§ Action item: Please copy every record below exactly and leave out the pictures.

§ Recorded data:
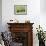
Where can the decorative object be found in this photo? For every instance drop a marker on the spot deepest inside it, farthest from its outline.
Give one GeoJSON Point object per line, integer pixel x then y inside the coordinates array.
{"type": "Point", "coordinates": [27, 21]}
{"type": "Point", "coordinates": [20, 9]}
{"type": "Point", "coordinates": [41, 36]}
{"type": "Point", "coordinates": [22, 33]}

§ Answer for this exercise:
Where can the decorative object be found in this photo? For every instance drop a marker on the spot deepest inside it, farthest from its outline.
Give one GeoJSON Point object per line, integer pixel x then y inside the coordinates array.
{"type": "Point", "coordinates": [27, 21]}
{"type": "Point", "coordinates": [20, 9]}
{"type": "Point", "coordinates": [41, 36]}
{"type": "Point", "coordinates": [22, 33]}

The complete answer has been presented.